• _Saved data entries_

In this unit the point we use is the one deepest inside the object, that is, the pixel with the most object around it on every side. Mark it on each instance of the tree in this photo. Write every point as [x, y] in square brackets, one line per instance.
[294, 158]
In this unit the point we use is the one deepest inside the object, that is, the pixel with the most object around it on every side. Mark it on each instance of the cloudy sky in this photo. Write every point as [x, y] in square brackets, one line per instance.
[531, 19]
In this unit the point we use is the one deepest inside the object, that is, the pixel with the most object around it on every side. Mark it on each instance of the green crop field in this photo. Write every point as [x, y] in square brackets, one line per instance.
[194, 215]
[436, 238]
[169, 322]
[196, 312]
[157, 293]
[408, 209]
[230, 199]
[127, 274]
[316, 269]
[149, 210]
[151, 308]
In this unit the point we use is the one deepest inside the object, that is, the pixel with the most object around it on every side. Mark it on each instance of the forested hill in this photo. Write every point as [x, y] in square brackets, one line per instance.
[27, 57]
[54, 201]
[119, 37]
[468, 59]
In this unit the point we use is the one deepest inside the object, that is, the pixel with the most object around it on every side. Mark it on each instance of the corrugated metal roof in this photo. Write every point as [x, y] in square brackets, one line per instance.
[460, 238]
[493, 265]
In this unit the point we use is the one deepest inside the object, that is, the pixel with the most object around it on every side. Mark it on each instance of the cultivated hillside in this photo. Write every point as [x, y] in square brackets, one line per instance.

• _EXERCISE REQUIREMENTS_
Can you copy out every line of the records above, word for word and with nothing left out or changed?

• _ANSWER FOR THIS EXERCISE_
In this unit the point we use is the one deepest inside the object, that is, the pixel with the most object around it on every side. Mark it on each instance of the tree in this photo. Write every point as [x, y] in square brackets, one line per instance.
[294, 158]
In this unit the point we use is the one deepest inside the object, that is, the pixel with the most object around it on every side. Mark it on each instance of the cloudy sky in this photo. Write every point as [x, y] in square brackets, one line per instance.
[531, 19]
In this unit the point we use is the one deepest inside the object, that is, the pixel with the most object around it on every side. Mark it on each instance of the green crop field in this photo. Write every point as [x, y] in square brackets, one line per instance.
[194, 215]
[436, 238]
[169, 322]
[196, 312]
[157, 293]
[408, 209]
[230, 199]
[127, 274]
[316, 269]
[149, 210]
[151, 308]
In this unit the point we use is the one deepest inside the object, that is, the pixel with the most object around it on every side. Mark it on each instance of the forested hill in this photo. Write every point as [x, y] in square brackets, one line per instance.
[27, 57]
[54, 201]
[119, 37]
[468, 59]
In this unit the point we use is the one deepest inside the object, that is, the pixel with the most object around it on every side. Mark it on each instance of the corrugated metal roof in this photo. Write every point as [x, y] in square brackets, one line per instance.
[460, 238]
[493, 265]
In this unit the point we use is the one deepest inside the object, that is, the pixel with the most object around it on every side. Mark it on each instance of the cultivated hillside in this photo. Write every point as [x, y] in square brackets, one line per instance.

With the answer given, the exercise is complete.